Task requirements:
The entries below contain a line with "positive clicks: (397, 417)" and a line with "79L90 247L1012 188L1340". Quote exactly those two lines and all lines between them.

———

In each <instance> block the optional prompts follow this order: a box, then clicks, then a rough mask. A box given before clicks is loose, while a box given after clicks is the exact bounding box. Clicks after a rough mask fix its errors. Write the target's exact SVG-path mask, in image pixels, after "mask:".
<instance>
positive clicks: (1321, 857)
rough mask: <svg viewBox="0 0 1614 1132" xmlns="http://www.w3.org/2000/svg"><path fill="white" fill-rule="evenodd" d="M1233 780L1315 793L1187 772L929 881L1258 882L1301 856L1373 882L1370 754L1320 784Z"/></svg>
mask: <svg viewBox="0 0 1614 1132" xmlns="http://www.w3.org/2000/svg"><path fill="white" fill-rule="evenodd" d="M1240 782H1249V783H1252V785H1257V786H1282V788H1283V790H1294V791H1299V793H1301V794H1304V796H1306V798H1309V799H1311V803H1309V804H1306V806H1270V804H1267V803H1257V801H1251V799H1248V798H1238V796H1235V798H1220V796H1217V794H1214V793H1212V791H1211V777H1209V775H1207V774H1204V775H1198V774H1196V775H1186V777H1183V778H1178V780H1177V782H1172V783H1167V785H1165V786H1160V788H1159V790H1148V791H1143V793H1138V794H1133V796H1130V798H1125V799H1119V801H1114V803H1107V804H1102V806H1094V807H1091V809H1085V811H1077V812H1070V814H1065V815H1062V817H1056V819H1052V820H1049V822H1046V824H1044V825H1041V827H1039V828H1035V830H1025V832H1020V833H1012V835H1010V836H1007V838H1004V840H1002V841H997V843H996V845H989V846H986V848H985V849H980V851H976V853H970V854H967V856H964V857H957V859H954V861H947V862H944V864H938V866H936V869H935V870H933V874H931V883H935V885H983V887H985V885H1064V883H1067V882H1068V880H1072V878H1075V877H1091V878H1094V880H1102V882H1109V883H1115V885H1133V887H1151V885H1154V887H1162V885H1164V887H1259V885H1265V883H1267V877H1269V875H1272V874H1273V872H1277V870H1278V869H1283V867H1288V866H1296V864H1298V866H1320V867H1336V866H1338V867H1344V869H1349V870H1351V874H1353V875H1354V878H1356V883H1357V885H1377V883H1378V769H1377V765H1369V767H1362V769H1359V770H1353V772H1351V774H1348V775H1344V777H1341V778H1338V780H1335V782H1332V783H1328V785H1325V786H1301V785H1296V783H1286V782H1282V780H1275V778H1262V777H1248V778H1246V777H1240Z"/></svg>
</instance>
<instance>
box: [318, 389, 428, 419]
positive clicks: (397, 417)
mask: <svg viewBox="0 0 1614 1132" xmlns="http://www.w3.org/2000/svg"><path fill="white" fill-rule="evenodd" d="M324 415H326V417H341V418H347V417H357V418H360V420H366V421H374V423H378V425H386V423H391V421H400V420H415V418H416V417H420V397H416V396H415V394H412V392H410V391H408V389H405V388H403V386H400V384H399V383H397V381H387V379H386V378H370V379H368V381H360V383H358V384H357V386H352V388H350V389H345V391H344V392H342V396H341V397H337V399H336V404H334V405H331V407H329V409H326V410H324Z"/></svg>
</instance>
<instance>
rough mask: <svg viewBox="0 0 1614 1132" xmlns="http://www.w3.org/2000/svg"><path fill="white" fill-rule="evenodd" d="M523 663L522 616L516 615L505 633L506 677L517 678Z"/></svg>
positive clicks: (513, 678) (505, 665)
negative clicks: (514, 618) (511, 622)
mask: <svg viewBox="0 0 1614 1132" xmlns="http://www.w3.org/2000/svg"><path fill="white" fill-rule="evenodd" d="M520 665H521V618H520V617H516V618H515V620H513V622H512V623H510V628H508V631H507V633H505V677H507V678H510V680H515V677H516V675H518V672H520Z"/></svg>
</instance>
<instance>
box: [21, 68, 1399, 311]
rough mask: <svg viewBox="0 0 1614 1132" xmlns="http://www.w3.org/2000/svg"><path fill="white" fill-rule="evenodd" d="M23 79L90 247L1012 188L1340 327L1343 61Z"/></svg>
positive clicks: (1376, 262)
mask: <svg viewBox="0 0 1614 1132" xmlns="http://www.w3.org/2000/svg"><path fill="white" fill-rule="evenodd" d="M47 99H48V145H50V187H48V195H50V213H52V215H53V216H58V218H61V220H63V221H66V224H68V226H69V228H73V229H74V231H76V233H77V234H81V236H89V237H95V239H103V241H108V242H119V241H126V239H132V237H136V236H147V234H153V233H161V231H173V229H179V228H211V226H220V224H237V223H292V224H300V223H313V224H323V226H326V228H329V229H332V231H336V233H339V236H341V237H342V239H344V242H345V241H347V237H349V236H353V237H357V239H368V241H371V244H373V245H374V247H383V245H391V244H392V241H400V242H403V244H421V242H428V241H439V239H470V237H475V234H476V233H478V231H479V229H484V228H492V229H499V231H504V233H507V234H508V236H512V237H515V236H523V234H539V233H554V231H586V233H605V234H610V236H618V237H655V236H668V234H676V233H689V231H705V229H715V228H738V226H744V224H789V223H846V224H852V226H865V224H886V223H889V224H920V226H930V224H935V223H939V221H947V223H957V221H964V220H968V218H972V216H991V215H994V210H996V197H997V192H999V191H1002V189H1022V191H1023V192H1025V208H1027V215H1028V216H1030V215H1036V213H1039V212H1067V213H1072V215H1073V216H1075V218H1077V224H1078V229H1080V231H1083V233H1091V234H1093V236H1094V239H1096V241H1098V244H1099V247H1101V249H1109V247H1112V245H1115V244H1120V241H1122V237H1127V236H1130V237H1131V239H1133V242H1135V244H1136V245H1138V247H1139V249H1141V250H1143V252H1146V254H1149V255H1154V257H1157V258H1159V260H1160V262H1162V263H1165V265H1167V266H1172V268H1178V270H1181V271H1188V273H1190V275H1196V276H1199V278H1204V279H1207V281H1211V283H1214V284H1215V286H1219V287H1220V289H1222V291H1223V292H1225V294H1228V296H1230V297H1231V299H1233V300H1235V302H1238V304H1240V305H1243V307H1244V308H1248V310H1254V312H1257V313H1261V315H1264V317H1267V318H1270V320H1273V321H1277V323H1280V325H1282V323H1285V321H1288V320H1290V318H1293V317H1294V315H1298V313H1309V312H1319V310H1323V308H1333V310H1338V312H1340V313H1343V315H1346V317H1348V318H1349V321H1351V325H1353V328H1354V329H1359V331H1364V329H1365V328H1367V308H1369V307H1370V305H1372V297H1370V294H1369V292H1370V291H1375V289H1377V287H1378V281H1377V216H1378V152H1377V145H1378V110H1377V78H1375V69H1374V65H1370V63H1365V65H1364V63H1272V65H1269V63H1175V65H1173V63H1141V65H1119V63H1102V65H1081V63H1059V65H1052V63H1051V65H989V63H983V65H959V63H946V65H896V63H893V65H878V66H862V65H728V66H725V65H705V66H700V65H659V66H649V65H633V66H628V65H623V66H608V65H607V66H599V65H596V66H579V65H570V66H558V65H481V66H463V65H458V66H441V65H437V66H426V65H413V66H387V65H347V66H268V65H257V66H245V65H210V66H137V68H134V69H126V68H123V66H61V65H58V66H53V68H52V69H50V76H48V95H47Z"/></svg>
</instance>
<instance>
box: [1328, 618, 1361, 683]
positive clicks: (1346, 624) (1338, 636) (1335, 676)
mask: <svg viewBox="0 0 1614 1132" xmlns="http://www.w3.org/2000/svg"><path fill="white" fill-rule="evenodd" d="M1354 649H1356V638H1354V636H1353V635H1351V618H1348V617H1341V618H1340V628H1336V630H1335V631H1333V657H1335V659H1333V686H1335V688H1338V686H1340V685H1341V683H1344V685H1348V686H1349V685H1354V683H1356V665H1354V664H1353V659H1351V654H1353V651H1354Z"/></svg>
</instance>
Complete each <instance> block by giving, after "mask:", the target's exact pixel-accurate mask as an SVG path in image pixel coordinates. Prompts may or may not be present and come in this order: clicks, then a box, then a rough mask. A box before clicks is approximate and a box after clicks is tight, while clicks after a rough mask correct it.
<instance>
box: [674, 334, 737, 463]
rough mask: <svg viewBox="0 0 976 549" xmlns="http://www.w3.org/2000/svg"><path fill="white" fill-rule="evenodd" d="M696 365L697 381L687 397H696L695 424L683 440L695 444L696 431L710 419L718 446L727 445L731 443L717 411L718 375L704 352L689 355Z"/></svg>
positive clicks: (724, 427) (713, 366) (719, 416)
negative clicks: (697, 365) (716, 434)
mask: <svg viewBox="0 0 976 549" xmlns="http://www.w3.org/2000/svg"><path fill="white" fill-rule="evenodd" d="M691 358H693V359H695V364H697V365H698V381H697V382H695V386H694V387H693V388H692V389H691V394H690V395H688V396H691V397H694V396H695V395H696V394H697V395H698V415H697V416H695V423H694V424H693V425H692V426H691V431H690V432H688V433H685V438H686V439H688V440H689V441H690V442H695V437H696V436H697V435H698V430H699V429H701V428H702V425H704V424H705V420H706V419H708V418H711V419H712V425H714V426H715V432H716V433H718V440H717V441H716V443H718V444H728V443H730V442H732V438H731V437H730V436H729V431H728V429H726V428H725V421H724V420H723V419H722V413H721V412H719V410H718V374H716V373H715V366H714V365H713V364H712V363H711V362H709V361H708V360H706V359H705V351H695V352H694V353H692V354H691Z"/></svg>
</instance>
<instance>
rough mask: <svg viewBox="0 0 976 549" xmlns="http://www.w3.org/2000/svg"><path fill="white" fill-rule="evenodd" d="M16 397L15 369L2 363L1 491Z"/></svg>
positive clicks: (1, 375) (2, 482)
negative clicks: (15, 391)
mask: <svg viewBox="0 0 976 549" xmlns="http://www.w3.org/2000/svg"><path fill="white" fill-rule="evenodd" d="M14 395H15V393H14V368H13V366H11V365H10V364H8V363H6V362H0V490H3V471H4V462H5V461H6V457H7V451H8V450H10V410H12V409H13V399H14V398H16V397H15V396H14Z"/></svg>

———

Exercise answer:
positive clicks: (397, 417)
mask: <svg viewBox="0 0 1614 1132" xmlns="http://www.w3.org/2000/svg"><path fill="white" fill-rule="evenodd" d="M324 415H326V417H341V418H347V417H357V418H360V420H366V421H374V423H378V425H386V423H391V421H400V420H415V418H416V417H420V397H416V396H415V394H412V392H410V391H408V389H405V388H403V386H400V384H399V383H397V381H387V379H386V378H370V379H368V381H360V383H358V384H357V386H352V388H350V389H345V391H344V392H342V396H341V397H337V399H336V404H334V405H331V407H329V409H326V410H324Z"/></svg>
</instance>
<instance>
rough mask: <svg viewBox="0 0 1614 1132" xmlns="http://www.w3.org/2000/svg"><path fill="white" fill-rule="evenodd" d="M523 663L522 616L516 615L505 633L506 677L517 678Z"/></svg>
positive clicks: (513, 678) (505, 665)
negative clicks: (514, 618) (511, 622)
mask: <svg viewBox="0 0 1614 1132" xmlns="http://www.w3.org/2000/svg"><path fill="white" fill-rule="evenodd" d="M520 665H521V618H520V617H516V618H515V620H513V622H512V623H510V628H508V631H507V633H505V677H507V678H510V680H515V677H516V675H518V672H520Z"/></svg>
</instance>
<instance>
box: [21, 68, 1399, 311]
rough mask: <svg viewBox="0 0 1614 1132" xmlns="http://www.w3.org/2000/svg"><path fill="white" fill-rule="evenodd" d="M23 79L90 247L1012 188L1340 327L1343 61Z"/></svg>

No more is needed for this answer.